- _What this task involves_:
Rewrite every line of the items below as a Markdown table with two columns, Row and Item line, numbering the rows and leaving out blank lines. Don't include the pictures in your answer.

- _Supplied information_:
"""

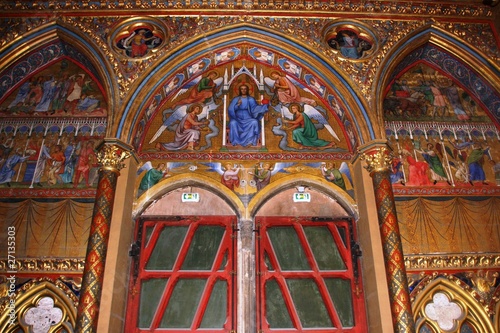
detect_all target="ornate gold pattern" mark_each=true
[0,14,500,103]
[411,272,498,332]
[360,147,392,174]
[0,0,492,17]
[0,278,78,329]
[97,144,130,172]
[404,254,500,271]
[0,258,85,273]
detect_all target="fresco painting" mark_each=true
[386,122,500,187]
[383,64,489,122]
[0,123,105,189]
[0,60,107,117]
[137,160,354,200]
[140,60,351,153]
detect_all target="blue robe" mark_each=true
[228,96,269,147]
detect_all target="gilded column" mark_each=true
[75,140,130,333]
[360,143,415,333]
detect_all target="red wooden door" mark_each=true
[126,216,235,332]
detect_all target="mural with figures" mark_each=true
[383,63,500,187]
[0,59,107,188]
[134,45,357,200]
[135,48,355,156]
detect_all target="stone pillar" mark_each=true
[237,219,256,332]
[359,141,415,333]
[75,139,132,333]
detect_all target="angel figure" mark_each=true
[283,103,335,149]
[320,162,350,191]
[137,161,169,196]
[267,71,316,106]
[172,71,222,109]
[156,104,209,150]
[202,162,243,191]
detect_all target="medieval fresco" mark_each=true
[0,60,107,117]
[383,64,490,122]
[136,58,352,152]
[134,46,357,200]
[324,21,377,60]
[0,59,107,188]
[137,160,354,201]
[383,63,500,187]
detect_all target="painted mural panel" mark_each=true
[137,160,354,200]
[383,63,490,122]
[0,59,107,117]
[134,45,357,200]
[0,59,107,189]
[383,63,500,188]
[140,61,350,152]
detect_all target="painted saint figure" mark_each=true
[221,162,240,191]
[271,72,316,106]
[0,148,30,187]
[157,104,208,150]
[138,163,168,196]
[228,84,269,147]
[248,162,271,191]
[321,162,346,191]
[283,103,335,149]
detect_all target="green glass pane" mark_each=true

"""

- _Final result_:
| Row | Item line |
|---|---|
| 1 | detect_all target="ornate gold pattern" mark_each=true |
| 2 | [0,14,500,103] |
| 3 | [411,272,498,332] |
| 4 | [360,147,392,174] |
| 5 | [0,0,492,17] |
| 6 | [0,278,78,329] |
| 7 | [97,144,130,172] |
| 8 | [404,254,500,271] |
| 9 | [0,258,85,273] |
| 10 | detect_all target="fresco painting" mark_each=true |
| 11 | [386,122,500,187] |
| 12 | [383,64,489,122] |
| 13 | [0,123,105,189] |
| 14 | [0,60,107,117] |
| 15 | [137,160,354,200] |
| 16 | [140,60,351,153] |
| 17 | detect_all target="blue robe" mark_each=true |
| 18 | [228,96,269,147] |
| 19 | detect_all target="gilded column" mark_each=true |
| 20 | [75,140,130,333] |
| 21 | [360,143,415,333] |
| 22 | detect_all target="red wooden door" mark_each=true |
| 23 | [126,216,235,332] |
| 24 | detect_all target="mural with figures" mark_each=true |
| 25 | [383,63,500,187] |
| 26 | [0,59,107,188] |
| 27 | [134,45,357,200] |
| 28 | [135,48,355,156] |
| 29 | detect_all target="stone pillar" mark_each=true |
| 30 | [237,219,256,332] |
| 31 | [359,141,415,333] |
| 32 | [75,139,132,333] |
| 33 | detect_all target="angel figure" mark_each=true |
| 34 | [283,103,335,149] |
| 35 | [320,162,350,191] |
| 36 | [137,161,169,196] |
| 37 | [267,71,316,106] |
| 38 | [172,71,222,109] |
| 39 | [156,104,209,150] |
| 40 | [202,162,243,191] |
| 41 | detect_all target="medieval fresco" mark_each=true |
| 42 | [0,60,107,117] |
| 43 | [383,64,490,122] |
| 44 | [136,58,352,152] |
| 45 | [134,46,357,200] |
| 46 | [324,21,377,60] |
| 47 | [0,59,107,188] |
| 48 | [137,160,354,201] |
| 49 | [383,63,500,187] |
| 50 | detect_all target="painted mural panel" mark_each=true |
| 51 | [137,160,354,200] |
| 52 | [383,63,490,122] |
| 53 | [0,59,107,117] |
| 54 | [134,45,357,200] |
| 55 | [0,59,107,189] |
| 56 | [383,63,500,188] |
| 57 | [140,61,350,152] |
| 58 | detect_all target="painted saint figure" mark_each=true |
| 59 | [221,162,240,191] |
| 60 | [271,72,316,106] |
| 61 | [0,148,30,187] |
| 62 | [157,104,208,150] |
| 63 | [138,163,168,196] |
| 64 | [228,84,269,147] |
| 65 | [248,162,271,191] |
| 66 | [321,162,346,191] |
| 67 | [283,103,335,149] |
| 68 | detect_all target="green glass pane" mark_each=true |